Extract every line from the records below that contains the word "light".
----
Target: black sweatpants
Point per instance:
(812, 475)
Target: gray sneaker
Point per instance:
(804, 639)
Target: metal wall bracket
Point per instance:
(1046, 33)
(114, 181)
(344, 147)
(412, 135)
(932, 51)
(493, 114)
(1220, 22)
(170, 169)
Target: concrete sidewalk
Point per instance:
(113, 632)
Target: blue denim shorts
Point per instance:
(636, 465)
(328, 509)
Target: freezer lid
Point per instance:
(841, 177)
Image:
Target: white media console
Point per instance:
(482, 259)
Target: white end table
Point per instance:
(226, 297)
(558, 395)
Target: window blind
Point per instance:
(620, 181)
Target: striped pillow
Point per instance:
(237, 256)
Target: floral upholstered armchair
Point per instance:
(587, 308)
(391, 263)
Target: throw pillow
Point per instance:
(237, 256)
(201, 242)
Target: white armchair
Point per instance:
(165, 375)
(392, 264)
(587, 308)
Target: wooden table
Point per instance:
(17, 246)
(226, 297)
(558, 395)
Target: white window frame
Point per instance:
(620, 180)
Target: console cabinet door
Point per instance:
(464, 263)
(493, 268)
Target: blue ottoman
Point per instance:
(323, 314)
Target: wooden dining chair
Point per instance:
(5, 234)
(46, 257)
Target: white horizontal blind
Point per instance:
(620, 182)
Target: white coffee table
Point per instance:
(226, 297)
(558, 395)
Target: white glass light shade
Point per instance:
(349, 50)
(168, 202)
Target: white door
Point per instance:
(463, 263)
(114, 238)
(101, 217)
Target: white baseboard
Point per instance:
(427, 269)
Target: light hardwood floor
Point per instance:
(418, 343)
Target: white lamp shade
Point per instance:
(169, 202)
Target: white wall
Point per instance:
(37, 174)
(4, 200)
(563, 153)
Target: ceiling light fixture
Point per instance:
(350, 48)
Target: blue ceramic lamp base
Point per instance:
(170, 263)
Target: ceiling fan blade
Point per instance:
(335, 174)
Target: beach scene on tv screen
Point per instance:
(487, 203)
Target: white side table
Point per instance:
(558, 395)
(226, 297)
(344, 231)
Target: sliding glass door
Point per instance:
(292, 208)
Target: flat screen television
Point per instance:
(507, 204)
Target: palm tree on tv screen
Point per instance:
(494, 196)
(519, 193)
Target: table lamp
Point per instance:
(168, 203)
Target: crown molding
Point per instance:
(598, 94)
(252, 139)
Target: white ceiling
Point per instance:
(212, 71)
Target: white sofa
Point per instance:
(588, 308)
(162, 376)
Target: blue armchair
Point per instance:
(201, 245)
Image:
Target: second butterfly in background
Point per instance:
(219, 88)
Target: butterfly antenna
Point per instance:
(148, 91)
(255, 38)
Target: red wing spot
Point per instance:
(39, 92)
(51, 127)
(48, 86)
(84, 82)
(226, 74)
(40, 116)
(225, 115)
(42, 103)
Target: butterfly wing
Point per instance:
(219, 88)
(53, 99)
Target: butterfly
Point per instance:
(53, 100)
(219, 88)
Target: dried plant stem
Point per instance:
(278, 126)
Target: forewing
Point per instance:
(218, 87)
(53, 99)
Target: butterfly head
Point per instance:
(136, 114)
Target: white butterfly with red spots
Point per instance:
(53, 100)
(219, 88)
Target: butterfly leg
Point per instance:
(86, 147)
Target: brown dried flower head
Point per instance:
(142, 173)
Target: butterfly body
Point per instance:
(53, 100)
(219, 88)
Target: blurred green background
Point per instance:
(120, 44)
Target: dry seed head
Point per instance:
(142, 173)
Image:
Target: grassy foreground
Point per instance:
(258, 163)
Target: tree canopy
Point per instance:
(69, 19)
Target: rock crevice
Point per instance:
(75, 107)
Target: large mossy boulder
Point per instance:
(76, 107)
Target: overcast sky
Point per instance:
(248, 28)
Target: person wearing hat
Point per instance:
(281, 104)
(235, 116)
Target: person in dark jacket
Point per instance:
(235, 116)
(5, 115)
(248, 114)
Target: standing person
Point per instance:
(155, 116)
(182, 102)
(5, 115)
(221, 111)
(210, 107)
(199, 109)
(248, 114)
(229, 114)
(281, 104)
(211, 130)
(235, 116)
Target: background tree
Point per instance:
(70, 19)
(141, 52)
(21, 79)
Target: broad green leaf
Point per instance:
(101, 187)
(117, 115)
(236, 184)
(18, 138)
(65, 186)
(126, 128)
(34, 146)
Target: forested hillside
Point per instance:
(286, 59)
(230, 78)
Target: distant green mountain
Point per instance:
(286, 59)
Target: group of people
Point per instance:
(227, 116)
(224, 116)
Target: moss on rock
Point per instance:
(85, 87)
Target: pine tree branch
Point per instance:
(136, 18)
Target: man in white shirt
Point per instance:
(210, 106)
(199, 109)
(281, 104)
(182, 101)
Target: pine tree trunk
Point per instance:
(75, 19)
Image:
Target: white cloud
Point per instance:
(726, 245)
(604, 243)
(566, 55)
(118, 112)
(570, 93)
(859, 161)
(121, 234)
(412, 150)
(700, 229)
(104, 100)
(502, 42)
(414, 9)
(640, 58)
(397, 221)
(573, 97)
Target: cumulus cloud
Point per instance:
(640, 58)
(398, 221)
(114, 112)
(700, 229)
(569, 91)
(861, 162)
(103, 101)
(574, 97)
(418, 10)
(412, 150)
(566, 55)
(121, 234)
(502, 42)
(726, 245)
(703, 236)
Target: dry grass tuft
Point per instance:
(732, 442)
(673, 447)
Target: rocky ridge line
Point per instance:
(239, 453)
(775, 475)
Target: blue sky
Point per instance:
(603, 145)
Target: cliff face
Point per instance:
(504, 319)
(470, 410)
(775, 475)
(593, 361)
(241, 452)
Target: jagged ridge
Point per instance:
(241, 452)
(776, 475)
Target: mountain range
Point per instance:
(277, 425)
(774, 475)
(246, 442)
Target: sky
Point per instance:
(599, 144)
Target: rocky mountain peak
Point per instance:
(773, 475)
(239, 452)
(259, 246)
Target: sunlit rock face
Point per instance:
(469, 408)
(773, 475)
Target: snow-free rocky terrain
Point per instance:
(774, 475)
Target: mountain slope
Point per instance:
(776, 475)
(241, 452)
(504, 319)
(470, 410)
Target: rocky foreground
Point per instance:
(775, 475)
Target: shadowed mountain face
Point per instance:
----
Answer section
Target: white glass light shade
Target: light hardwood floor
Target: ceiling light fixture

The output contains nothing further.